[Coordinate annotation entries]
────────

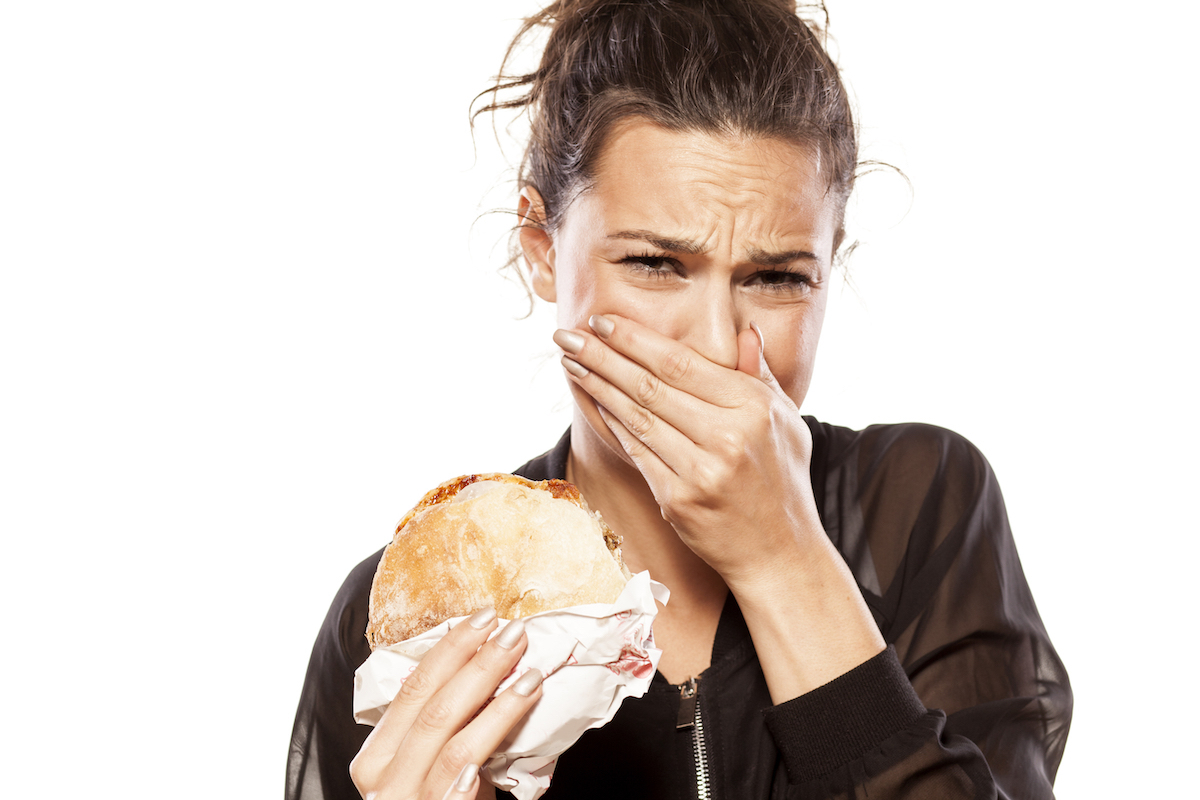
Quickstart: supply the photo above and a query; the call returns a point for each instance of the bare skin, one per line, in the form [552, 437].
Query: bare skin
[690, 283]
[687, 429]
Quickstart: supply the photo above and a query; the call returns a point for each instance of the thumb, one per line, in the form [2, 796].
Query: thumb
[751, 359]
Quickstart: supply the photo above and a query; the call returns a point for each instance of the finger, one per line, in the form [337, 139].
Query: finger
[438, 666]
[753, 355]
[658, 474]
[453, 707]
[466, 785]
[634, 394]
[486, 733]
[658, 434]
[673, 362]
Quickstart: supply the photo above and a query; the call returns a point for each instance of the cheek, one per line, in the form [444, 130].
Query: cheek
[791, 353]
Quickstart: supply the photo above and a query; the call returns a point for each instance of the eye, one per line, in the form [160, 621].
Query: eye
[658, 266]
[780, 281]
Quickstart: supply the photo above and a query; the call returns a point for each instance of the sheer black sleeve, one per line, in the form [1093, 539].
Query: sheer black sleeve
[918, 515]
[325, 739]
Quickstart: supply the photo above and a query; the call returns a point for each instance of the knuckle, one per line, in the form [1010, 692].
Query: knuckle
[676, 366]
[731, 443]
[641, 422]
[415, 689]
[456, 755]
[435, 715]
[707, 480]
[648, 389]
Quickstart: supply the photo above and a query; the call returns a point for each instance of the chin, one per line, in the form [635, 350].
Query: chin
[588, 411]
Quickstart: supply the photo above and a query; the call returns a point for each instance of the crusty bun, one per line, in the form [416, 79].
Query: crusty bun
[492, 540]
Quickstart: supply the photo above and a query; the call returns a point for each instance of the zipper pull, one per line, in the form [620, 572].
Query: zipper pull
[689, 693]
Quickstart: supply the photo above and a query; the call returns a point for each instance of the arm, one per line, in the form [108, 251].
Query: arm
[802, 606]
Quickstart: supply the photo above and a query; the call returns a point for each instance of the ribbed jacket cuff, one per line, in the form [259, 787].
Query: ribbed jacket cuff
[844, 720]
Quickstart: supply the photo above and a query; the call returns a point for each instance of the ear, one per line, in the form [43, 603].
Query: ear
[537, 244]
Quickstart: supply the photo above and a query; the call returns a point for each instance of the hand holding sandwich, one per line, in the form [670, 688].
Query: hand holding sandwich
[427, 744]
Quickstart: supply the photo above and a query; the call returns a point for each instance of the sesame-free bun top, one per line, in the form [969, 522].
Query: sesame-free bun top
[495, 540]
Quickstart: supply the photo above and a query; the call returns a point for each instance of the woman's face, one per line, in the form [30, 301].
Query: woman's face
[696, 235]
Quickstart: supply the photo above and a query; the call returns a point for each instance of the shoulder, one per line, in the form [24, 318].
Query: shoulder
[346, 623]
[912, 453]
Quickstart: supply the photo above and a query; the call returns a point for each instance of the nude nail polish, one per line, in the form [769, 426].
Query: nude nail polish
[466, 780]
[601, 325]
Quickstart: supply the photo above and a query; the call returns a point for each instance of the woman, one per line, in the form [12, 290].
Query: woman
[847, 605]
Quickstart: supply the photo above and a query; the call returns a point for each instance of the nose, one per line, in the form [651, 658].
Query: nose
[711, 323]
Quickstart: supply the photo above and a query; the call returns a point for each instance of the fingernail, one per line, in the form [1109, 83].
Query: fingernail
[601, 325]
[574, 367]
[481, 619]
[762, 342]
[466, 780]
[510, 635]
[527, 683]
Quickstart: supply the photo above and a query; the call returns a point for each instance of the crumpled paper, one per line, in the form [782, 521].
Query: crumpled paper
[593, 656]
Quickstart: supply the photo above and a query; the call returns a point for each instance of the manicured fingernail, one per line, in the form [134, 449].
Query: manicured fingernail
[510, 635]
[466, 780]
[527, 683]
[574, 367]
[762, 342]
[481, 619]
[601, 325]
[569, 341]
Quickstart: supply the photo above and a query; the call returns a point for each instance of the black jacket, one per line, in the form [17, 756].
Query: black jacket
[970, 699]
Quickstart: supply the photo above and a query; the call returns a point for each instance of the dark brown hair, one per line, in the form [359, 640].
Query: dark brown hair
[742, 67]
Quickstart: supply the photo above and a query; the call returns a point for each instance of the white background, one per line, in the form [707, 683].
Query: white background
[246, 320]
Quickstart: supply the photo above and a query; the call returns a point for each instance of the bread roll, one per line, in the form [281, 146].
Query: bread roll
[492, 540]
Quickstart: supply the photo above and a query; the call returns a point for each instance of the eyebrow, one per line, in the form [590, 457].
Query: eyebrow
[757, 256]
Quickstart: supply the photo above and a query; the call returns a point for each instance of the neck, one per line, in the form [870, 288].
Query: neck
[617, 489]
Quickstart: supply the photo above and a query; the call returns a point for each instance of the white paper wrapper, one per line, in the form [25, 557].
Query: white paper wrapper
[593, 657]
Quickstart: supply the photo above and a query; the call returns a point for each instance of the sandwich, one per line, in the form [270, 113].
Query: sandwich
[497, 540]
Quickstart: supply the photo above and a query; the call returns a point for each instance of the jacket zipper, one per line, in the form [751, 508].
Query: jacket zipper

────────

Do this: Everything from the line containing "form [590, 457]." through the last line of the records must be given again exactly; leave out all other lines.

Solved problem:
Quickstart: supply the photo above and a query; the call returns a point for each instance of the eyebrow, one per line, in the form [590, 457].
Query: eyebrow
[757, 256]
Quickstart: supply the photo above and a query; the call returns a point for each instance of the neck, one per line, in the form [870, 288].
Query: neck
[617, 489]
Quickstart: supply the photo above and a query; the call returns a point for each instance of the white paper wrapper, one per line, in the form [25, 557].
Query: white paper wrapper
[593, 657]
Quickstart: supply the photo above and a query; the call returns a point for each instance of the sandwich, one per line, in the form [270, 113].
Query: sandwich
[497, 540]
Quickstart: supply the photo above and a query; the call returns a point for each instance of the jacket zipper, one per line, in the form [751, 508].
Query: jacket zipper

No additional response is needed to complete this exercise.